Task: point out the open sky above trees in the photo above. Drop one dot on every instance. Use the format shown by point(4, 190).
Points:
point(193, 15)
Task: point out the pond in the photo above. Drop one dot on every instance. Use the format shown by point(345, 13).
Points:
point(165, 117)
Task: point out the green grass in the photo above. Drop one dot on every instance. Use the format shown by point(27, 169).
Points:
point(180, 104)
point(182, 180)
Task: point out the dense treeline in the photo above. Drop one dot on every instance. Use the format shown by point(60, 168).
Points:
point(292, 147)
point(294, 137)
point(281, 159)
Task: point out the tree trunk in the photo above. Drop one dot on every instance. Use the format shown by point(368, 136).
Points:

---

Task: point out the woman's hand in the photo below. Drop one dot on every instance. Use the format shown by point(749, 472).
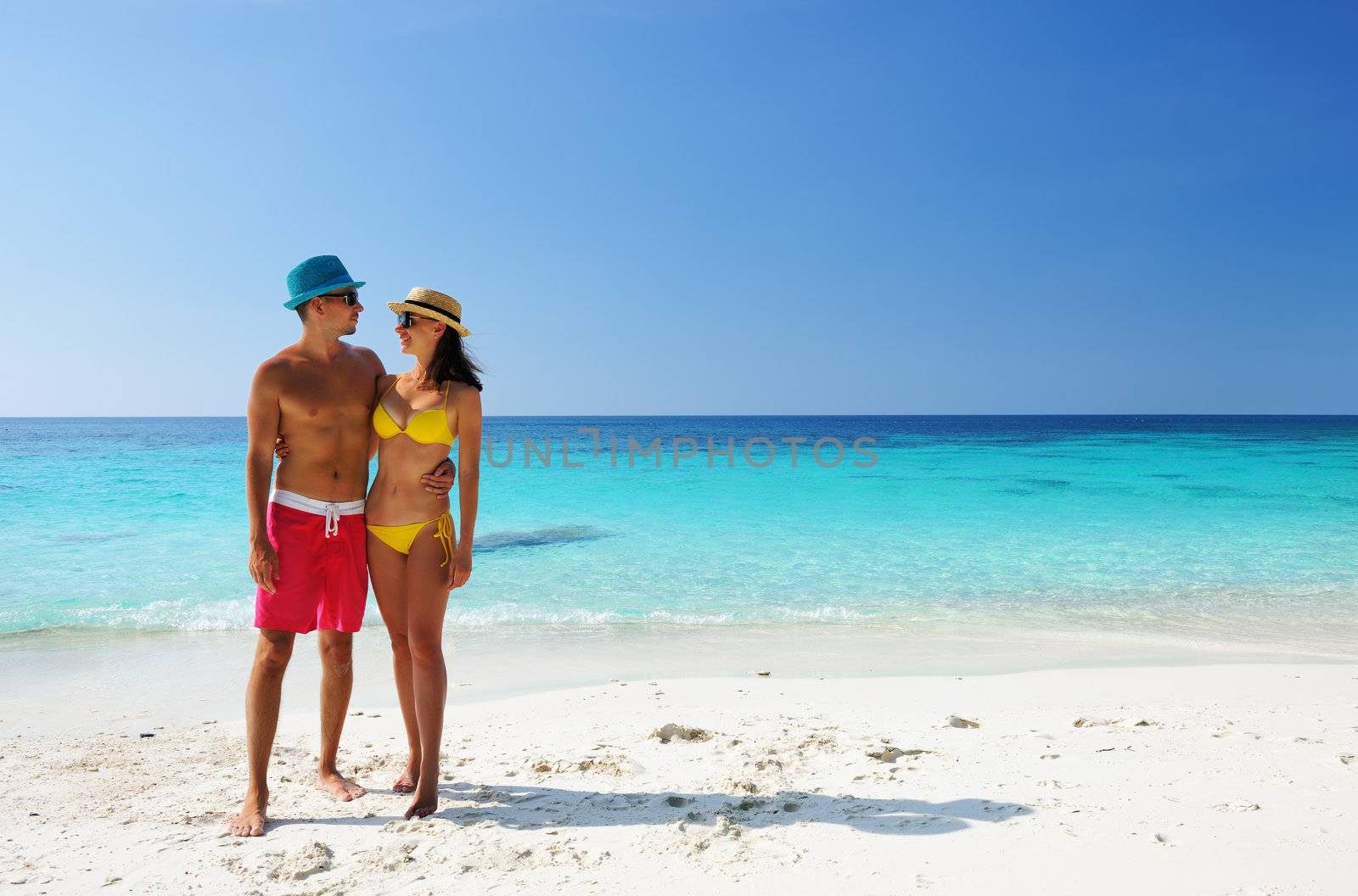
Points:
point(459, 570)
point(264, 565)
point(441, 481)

...

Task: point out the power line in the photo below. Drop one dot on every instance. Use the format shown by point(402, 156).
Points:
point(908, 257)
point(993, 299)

Ziel: Gib bitte die Zeilen von der Zeile mit „Task: point out the open“ bis zur Zeile mit „point(281, 159)“ Wort für Wort wieder, beide Zeilen eingeschlossen.

Erledigte Aufgabe:
Task: point out the open sky above trees in the photo above. Drop one dot on every instance. Use the format shown by point(4, 190).
Points:
point(193, 15)
Task: point out the pond in the photo above. Drop one dot on every instance. Use the format shown by point(345, 13).
Points:
point(165, 117)
Task: point out the green grass in the photo above. Drop one dot on every instance. Use the format shown by point(27, 169).
Points:
point(180, 104)
point(182, 180)
Task: point out the dense treeline in the photo above. Drop one dot on every instance. Use the format shown by point(60, 168).
Points:
point(292, 147)
point(294, 137)
point(281, 159)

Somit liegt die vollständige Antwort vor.